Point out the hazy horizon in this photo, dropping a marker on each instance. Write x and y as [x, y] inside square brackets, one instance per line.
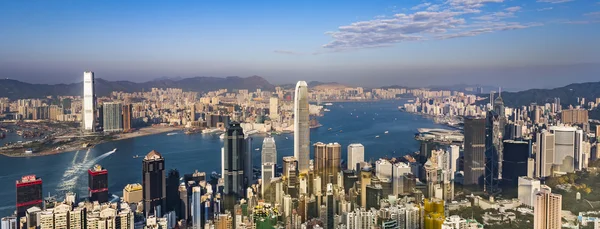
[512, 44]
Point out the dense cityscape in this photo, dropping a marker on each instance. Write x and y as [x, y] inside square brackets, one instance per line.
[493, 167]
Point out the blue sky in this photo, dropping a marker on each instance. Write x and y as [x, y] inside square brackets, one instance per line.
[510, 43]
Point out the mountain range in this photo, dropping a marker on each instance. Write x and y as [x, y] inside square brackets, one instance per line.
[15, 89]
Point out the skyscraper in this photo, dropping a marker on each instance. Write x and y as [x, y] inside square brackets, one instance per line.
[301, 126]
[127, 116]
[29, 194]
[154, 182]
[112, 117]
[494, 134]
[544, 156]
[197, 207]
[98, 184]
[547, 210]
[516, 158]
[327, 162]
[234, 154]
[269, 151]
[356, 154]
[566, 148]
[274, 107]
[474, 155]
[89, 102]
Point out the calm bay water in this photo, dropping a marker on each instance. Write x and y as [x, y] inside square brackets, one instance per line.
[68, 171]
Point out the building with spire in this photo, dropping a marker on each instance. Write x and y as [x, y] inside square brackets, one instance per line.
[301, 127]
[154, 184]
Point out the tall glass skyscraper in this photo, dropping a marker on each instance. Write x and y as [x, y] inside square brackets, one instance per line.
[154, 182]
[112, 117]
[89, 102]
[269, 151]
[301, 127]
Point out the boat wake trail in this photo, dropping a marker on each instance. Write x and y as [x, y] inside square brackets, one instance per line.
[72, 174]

* * *

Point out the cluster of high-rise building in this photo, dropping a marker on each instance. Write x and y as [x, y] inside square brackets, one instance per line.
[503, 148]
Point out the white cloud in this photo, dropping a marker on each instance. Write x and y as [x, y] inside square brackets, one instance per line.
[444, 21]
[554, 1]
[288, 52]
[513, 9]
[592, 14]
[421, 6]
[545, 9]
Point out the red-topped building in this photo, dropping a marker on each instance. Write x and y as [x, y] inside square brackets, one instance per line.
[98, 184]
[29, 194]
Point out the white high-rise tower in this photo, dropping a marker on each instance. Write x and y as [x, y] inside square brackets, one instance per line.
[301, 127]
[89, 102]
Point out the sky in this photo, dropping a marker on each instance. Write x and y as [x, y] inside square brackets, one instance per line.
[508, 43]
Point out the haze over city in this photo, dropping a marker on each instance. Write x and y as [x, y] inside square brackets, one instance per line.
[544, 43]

---

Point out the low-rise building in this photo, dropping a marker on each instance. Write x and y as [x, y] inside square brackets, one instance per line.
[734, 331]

*DIRECTIONS FOR THIS TASK*: How many lines of the records above contain the string "building" with the same capitalization? Reply with the number only.

*SOLUTION FOR THIS EXERCISE*: 4